» **TASK STATEMENT**
Even if the data beneath seems repetitive, write it all out again exactly.
BEGIN
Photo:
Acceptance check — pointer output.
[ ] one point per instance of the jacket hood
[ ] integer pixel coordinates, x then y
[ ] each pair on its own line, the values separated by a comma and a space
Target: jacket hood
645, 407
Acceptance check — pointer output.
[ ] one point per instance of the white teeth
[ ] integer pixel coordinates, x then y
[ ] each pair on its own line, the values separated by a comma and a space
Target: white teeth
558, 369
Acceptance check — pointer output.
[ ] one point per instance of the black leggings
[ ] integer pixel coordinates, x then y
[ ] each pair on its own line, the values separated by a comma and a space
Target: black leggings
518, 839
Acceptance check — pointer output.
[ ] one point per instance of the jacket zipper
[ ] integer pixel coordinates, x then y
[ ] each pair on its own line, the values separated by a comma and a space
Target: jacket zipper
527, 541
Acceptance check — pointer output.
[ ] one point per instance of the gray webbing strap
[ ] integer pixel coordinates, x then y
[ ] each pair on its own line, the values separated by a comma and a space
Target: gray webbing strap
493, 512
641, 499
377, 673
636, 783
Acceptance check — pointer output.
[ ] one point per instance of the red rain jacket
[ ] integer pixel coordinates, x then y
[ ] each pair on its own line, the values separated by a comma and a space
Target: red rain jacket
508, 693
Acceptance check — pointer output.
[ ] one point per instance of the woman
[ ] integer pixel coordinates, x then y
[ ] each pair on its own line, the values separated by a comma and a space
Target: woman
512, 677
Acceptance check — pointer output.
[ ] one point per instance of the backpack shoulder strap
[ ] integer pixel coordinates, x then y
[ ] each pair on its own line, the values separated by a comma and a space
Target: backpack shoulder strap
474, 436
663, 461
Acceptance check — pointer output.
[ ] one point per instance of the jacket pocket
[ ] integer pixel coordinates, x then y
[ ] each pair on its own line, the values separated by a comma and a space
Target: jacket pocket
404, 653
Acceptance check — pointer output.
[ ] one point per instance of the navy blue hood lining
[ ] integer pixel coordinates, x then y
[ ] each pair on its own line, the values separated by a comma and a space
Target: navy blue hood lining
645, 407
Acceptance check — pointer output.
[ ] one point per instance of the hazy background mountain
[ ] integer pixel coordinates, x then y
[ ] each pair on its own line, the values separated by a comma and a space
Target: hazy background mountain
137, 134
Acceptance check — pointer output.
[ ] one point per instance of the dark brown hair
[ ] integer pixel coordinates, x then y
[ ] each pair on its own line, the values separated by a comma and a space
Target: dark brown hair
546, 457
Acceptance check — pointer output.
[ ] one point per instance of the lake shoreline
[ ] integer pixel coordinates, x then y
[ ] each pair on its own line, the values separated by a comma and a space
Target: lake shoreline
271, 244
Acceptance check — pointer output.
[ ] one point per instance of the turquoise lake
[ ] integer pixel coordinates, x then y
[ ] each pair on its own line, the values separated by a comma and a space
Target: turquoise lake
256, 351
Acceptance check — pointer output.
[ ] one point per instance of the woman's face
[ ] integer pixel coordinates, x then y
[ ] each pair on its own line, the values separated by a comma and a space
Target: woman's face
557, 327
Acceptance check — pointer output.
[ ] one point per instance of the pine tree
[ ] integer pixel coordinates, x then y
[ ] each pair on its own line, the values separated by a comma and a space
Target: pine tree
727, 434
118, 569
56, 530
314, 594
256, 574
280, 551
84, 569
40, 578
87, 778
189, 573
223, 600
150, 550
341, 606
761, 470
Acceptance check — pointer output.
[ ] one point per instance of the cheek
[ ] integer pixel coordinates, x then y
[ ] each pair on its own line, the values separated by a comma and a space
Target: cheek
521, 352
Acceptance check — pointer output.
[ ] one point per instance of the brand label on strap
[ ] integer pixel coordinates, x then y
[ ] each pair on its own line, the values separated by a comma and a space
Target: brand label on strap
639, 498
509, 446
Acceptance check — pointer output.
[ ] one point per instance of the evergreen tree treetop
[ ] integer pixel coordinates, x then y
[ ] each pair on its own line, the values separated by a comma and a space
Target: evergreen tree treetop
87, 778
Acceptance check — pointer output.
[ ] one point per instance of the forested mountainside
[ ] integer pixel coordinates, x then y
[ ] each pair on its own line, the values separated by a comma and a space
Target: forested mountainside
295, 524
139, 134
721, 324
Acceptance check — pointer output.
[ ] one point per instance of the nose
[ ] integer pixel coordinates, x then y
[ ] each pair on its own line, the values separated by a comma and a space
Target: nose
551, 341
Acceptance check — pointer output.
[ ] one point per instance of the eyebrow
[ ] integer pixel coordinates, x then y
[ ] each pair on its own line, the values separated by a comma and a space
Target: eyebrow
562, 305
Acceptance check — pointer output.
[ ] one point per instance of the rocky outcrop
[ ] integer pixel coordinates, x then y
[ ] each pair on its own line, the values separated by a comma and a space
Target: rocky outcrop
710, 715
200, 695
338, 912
END
» **WRITTEN RESPONSE**
Photo:
Acceptance check — pointer output.
[ ] one point per instance of the jacket hood
[ ] integer pixel coordinates, x then y
[ ] each pair on its own line, the values separated by a comma and a space
Target: jacket hood
645, 407
Acceptance check — pointer output.
[ ] one point per instance of the white teeth
[ ] integer pixel coordinates, x then y
[ ] each pair on its own line, the values separated by a comma and a space
Target: white teeth
558, 369
Acceptance check — pointer output.
[ ] one point per instance of the black leggings
[ ] integer pixel coordinates, x then y
[ ] each pair on its own line, the values separated by a comma and a space
Target: black leggings
518, 839
Acceptance check — pointer output.
[ ] one point per instance of the jacket zipper
[ ] integer pixel coordinates, x then y
[ ] each pair on its own line, the values separated by a comma and a space
Target: jacket zipper
527, 541
Acceptance check — pointer output.
[ ] one point per instance of the gray webbing strap
[ ] integer pixel coordinates, x then y
[ ] each pair on its own line, the values separated by a comma and a space
Target: gray webbing strap
493, 512
641, 499
377, 673
636, 783
Acceptance check — pointer output.
[ ] one point per instance of the red rain jacket
[ ] integer pixel coordinates, x then y
[ ] each pair on its own line, the values separated by a comma and a space
Target: red rain jacket
508, 693
Acceptance check — pointer output.
[ ] one point per instance of the woman
[ ] integer pixel coordinates, x then y
[ ] each pair on its own line, the values separated by a comma and a space
Target: woman
512, 677
Acceptance check — pointer output.
[ ] one point per instance of the backpack shoulder strap
[ ] integer pixel coordinates, x then y
[ ] each pair on its own line, the values separated by a comma and a space
Target: backpack shoulder strap
474, 436
663, 461
Acceptance check — pointer output.
[ ] one point per instance of the jacket pocket
[ ] integer pixel coordinates, x then y
[ ] each pair on its own line, the values separated by a comma and a space
Target: jacket pocket
404, 653
Acceptance check — pointer output.
[ ] one point per instance of the navy blue hood lining
[ ] integer pixel coordinates, x then y
[ ] each pair on its own line, the values separated by a comma and a space
Target: navy blue hood lining
645, 407
Acceptance check — pointer output.
[ ] one point per instance of the hazy background mountain
[ ] integer pixel coordinates, x then y
[ ] each pair on its own line, the values separated by a comma and a space
Target: hazy background mountain
137, 134
Acceptance check — pointer output.
[ ] one point per instance of the dark brown hair
[ ] integer pixel coordinates, x then y
[ ] each pair on its own line, the values separated by a comma and a space
Target: dark brown hair
546, 457
Acceptance check — pointer output.
[ ] one point per instance of the lake shoreline
[ ] integer pixel coordinates, x then y
[ ] each pair on its own line, the values separated by a comma and a space
Target: lake shoreline
271, 244
Acceptance check — pointer output.
[ ] one point per instance of the turquoise lake
[ ] integer pixel coordinates, x then y
[ ] each pair on its own line, the values separated by a comma and a space
Target: turquoise lake
256, 351
Acceptance check — pointer output.
[ ] one point per instance of the woman's face
[ ] integer pixel coordinates, x then y
[ ] each pair on its own line, the values separated by a comma and a space
Target: woman's face
557, 327
Acceptance check — pointer output.
[ ] one point per instance of the pine tree
[ ] integer pixel coordinates, x then y
[ ] each pair on its own line, the values separated by a comma and a space
Target: pine tree
727, 434
118, 569
56, 530
314, 594
256, 574
280, 551
84, 569
40, 578
87, 778
189, 573
223, 600
150, 550
341, 606
761, 470
Acceptance check — pointer output.
[ ] one point per instance of the cheek
[ ] integer pixel coordinates, x then y
[ ] each pair on its own line, the values separated by a comma and a space
Target: cheek
521, 352
Acceptance check — pointer output.
[ ] one point per instance of the brand label on strap
[ ] integer pixel coordinates, x then y
[ ] each pair on its own line, the values separated by a comma and a space
Target: brand label on strap
639, 498
509, 446
Acceptance check — pointer output.
[ ] one point per instance of the evergreen tree treetop
[ ] integer pixel coordinates, x then y
[ ] each pair on its own line, the values separated by a comma and a space
Target: evergreen tree treetop
87, 778
Acceptance check — pointer output.
[ ] one point per instance of the forested mountainside
[ ] integer pixel coordinates, x then y
[ ] each pair on its own line, the values separated by a comma and a space
Target: forested mountainside
295, 524
139, 134
721, 324
Acceptance check — pointer output.
[ ] one point per instance of the nose
[ ] integer pixel coordinates, x then y
[ ] each pair on its own line, the values separated by a comma and a space
Target: nose
551, 341
Acceptance check — pointer output.
[ ] one point per instance of the eyebrow
[ ] integer pixel coordinates, x then y
[ ] each pair on its own line, the values separated by a comma and a space
Target: eyebrow
562, 305
Acceptance check — pointer output.
[ ] one point per instance of the rocky outcrop
[ ] integer pixel coordinates, x then y
[ ] each pair on its own line, the values separated by a comma and a space
Target: rocky outcrop
710, 715
200, 695
338, 912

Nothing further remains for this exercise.